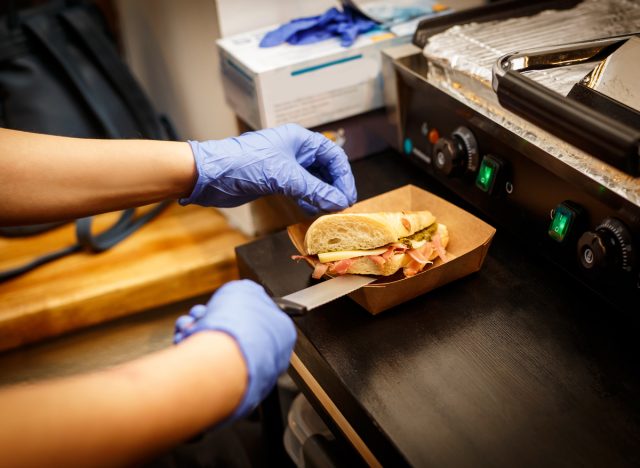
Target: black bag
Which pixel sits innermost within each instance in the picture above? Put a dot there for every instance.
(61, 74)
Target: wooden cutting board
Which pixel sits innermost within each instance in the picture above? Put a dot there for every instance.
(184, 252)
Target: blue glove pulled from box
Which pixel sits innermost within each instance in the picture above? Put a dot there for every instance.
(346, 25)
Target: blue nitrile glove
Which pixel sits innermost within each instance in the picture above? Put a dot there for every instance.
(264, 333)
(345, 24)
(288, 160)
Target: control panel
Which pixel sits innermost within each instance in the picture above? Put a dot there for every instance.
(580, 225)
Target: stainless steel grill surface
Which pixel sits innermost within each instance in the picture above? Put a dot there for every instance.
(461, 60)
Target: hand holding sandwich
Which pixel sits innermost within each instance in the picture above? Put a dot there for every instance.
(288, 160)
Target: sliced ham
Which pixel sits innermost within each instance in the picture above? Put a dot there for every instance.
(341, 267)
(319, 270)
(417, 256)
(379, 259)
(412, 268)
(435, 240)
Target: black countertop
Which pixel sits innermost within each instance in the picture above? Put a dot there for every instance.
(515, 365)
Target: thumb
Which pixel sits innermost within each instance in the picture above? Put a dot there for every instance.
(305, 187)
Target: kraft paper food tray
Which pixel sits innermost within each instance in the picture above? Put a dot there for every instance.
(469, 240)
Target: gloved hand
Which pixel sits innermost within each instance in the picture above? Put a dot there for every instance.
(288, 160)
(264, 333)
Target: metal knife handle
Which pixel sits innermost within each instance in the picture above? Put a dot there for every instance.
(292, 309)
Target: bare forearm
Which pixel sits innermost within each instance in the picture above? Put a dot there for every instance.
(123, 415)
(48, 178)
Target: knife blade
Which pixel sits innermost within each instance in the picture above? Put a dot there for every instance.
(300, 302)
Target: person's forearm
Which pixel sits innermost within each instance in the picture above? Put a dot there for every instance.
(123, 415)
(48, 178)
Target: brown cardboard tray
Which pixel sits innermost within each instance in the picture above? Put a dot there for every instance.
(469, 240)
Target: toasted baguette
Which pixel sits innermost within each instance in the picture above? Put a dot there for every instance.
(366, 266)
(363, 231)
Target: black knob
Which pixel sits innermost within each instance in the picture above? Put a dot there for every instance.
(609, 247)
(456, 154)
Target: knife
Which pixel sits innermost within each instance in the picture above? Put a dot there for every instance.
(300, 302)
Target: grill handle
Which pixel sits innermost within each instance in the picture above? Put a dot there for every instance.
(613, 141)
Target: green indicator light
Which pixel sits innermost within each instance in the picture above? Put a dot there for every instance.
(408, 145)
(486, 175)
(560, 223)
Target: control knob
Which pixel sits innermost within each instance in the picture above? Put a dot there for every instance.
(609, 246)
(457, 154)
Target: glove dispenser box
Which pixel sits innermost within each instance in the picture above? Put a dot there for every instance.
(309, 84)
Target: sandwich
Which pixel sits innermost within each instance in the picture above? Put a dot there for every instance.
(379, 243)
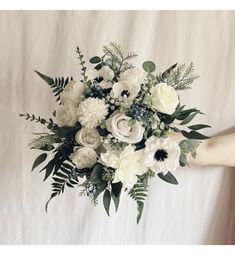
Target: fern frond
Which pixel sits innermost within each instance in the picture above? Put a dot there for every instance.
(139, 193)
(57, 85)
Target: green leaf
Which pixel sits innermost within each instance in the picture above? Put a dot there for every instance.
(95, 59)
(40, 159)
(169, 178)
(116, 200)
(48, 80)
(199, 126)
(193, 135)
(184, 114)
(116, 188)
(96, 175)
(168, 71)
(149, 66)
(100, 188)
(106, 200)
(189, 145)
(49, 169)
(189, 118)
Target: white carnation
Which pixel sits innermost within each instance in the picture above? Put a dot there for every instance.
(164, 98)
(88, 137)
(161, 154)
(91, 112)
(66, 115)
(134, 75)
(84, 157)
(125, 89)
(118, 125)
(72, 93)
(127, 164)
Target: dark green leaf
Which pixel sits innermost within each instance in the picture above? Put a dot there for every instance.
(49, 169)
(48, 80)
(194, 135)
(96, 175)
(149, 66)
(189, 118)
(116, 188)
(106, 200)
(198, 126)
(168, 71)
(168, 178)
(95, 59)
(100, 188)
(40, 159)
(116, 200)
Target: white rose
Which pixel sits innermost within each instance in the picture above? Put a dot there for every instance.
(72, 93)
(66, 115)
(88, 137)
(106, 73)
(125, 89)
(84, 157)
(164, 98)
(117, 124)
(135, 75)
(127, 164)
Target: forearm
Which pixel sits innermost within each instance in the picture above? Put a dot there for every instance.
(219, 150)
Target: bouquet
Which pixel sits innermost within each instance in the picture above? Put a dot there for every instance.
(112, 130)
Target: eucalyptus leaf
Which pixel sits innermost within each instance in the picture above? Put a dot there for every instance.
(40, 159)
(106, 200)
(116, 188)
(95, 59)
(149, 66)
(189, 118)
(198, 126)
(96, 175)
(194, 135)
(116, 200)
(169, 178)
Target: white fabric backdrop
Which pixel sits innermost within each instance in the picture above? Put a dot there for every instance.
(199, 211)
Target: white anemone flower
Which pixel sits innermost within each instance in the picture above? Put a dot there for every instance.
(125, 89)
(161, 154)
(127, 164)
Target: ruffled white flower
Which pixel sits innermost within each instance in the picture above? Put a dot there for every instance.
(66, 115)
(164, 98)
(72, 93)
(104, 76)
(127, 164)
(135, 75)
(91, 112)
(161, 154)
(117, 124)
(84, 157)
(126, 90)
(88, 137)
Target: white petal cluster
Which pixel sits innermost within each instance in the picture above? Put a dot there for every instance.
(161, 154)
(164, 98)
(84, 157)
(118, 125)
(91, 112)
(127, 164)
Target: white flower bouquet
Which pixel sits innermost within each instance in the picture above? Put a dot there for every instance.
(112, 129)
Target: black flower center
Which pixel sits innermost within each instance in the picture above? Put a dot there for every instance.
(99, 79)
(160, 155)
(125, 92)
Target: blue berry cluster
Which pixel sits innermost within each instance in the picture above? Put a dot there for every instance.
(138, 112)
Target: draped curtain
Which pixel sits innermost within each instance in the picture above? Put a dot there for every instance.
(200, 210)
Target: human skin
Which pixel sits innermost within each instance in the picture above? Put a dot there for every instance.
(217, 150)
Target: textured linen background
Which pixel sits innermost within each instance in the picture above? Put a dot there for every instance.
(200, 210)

--------------------

Exercise objective: Exactly as they appear above, print all the lines, but not the pictures.

Finished exercise:
Target: black bag
Which pixel sits innermost within each instance in the picture above? Put a dot there for every instance.
(61, 74)
Target: wooden cutting board
Which pixel sits innermost within each instance in the picture above? Put a dot there for every instance.
(184, 252)
Target: blue glove pulled from box
Which pixel sits innermost within each instance in the picture above? Put a dot there for every instance.
(346, 25)
Target: blue nitrile glove
Which pixel sits innermost within each instance in the picture above? Put a dot there for every instance.
(264, 333)
(345, 24)
(288, 160)
Target: control panel
Which pixel sits innermost within each instance in the picture above? Put a dot there for every instance.
(580, 225)
Target: stainless steel grill surface
Which pixel sits innermost within each instance in the picture above? Put a dot there for every instance.
(461, 60)
Target: hand holding sandwich
Which pixel sits innermost within each instance in the picture above? Put a dot there for every instance.
(288, 160)
Target: sliced ham
Which pixel sits innermost within each instance in the picture above? Put a dot there for every instance.
(341, 267)
(319, 270)
(417, 256)
(379, 259)
(412, 268)
(435, 240)
Target: black countertop
Which pixel sits innermost within each instance in the picture above? Put a dot there for every instance.
(515, 365)
Target: thumb
Which pixel sits innermost within each instance in the picture above? Put a dot there for every instance.
(305, 187)
Target: kraft paper food tray
Which pixel sits innermost within each instance in the picture above? Put a dot there for every instance.
(469, 240)
Target: gloved hand
Which pixel sits innermost within each instance in the picture above? Put a dot there for every instance.
(288, 160)
(264, 333)
Target: metal knife handle
Which pixel sits innermost within each instance in the picture above? Put a dot there for every instance.
(292, 309)
Target: bare forearm
Which pixel sits innermost within each instance in the picture above? Put a dot there for every instance.
(123, 415)
(48, 178)
Target: knife blade
Which pixel sits innermost within each instance in the picture above? Put a dot there for every instance.
(300, 302)
Target: person's forearm
Which pixel sits innermost within each instance in the picture above? Put a dot there for every instance.
(123, 415)
(48, 178)
Target: brown cardboard tray
Which pixel sits innermost within each instance in the picture above? Put a dot there for every instance.
(469, 240)
Target: toasted baguette
Which pixel sits innermost within each instance in the picture above? Put a dot there for every instance.
(366, 266)
(363, 231)
Target: black knob
Which pixel sits innermost within each instance in the picture above? Put a dot there for every instance.
(609, 247)
(456, 154)
Target: knife
Which pixel sits innermost within each instance in the picture above? Put a dot there for every instance.
(300, 302)
Target: grill handle
Which pixel sits innermost within each instance in the picture above? Put a dot there for every instance.
(613, 141)
Target: green indicator light
Which pixel sits innermost within each instance in the picture above? Put a dot there for every instance.
(408, 145)
(486, 175)
(560, 223)
Target: control knob
Which pixel sits innermost within each instance in the picture above? Put a dot there for every instance.
(609, 246)
(457, 154)
Target: glove dispenser box
Which pixel sits innermost within each instance in the picture above? Put a dot there for every instance.
(309, 84)
Target: sandwich
Which pixel sits innermost within each instance in the picture above? Put a dot there for every instance.
(379, 243)
Target: fern frond
Which pixel sits innermost within each instance in the picture above? Put a dot there for every instance.
(139, 193)
(57, 85)
Target: green leaf
Which pixel sits innermost within each instance in the picture above? Put a dot there for every instance.
(95, 59)
(40, 159)
(169, 178)
(116, 200)
(48, 80)
(199, 126)
(193, 135)
(184, 114)
(116, 188)
(96, 175)
(168, 71)
(149, 66)
(100, 188)
(106, 200)
(189, 145)
(49, 169)
(189, 118)
Target: white carnation
Which pixel sits innermost within each instance in the picture above? Put a dot there for every instance.
(164, 98)
(88, 137)
(161, 154)
(91, 112)
(66, 115)
(134, 75)
(84, 157)
(125, 89)
(118, 125)
(72, 93)
(127, 164)
Target: dark green leaf
Which pixel sits innermost within each instance in the picture above? Put a dot there for every instance.
(49, 169)
(48, 80)
(194, 135)
(96, 175)
(149, 66)
(189, 118)
(116, 188)
(106, 200)
(198, 126)
(168, 71)
(168, 178)
(95, 59)
(100, 188)
(40, 159)
(116, 200)
Target: white rose
Which pixel sits innermost within each instance in the picture above? Put a dot there for every instance.
(72, 93)
(66, 115)
(88, 137)
(106, 73)
(125, 89)
(84, 157)
(164, 98)
(117, 124)
(135, 75)
(127, 164)
Target: forearm
Which pixel sits innermost within each instance in the picture above? Put a dot there for every instance.
(219, 150)
Target: bouquet
Which pixel sits innermost within each instance in the picture above? Put a dot there for every instance.
(112, 130)
Target: eucalyptus leaf
Which pixel sits innermost within each instance in the picture above? Put a dot there for every instance.
(40, 159)
(106, 200)
(116, 188)
(95, 59)
(149, 66)
(189, 118)
(198, 126)
(96, 175)
(194, 135)
(116, 200)
(169, 178)
Target: white fabric backdrop
Which pixel sits innermost within each instance in the picture above? Put a dot there for every instance.
(199, 211)
Target: white anemone flower
Which pixel sits innermost within each instance in the picture above? Put a dot there for every instance.
(125, 89)
(161, 154)
(127, 164)
Target: ruffled white flower
Which pixel sits innermost within each instance in the picture above? Put a dot there for every instance.
(66, 115)
(164, 98)
(72, 93)
(104, 76)
(127, 164)
(135, 75)
(91, 112)
(161, 154)
(117, 124)
(84, 157)
(126, 90)
(88, 137)
Target: white petal cluster
Which pixel sits innermost within each instance in the picture above? Put a dot there for every instance.
(161, 154)
(164, 98)
(84, 157)
(118, 125)
(91, 112)
(127, 164)
Target: white flower bouquet
Which pixel sits innermost within each instance in the picture above? Put a dot there for every instance.
(112, 129)
Target: black flower center
Which pixel sits innermost within each instance in the picture above? Put a dot there for every instance.
(99, 79)
(160, 155)
(125, 92)
Target: blue berry cluster
Which pixel sits innermost within each instance in the picture above? Put a dot there for every instance.
(138, 112)
Target: draped curtain
Which pixel sits innermost within each instance in the picture above? Put a dot there for every instance.
(200, 210)
Target: human skin
Which pixel sits innermost within each instance in the picture above? Put a dot there for every instance.
(217, 150)
Target: textured linen background
Which pixel sits innermost within each instance in the picture above? Put a dot there for every instance.
(200, 210)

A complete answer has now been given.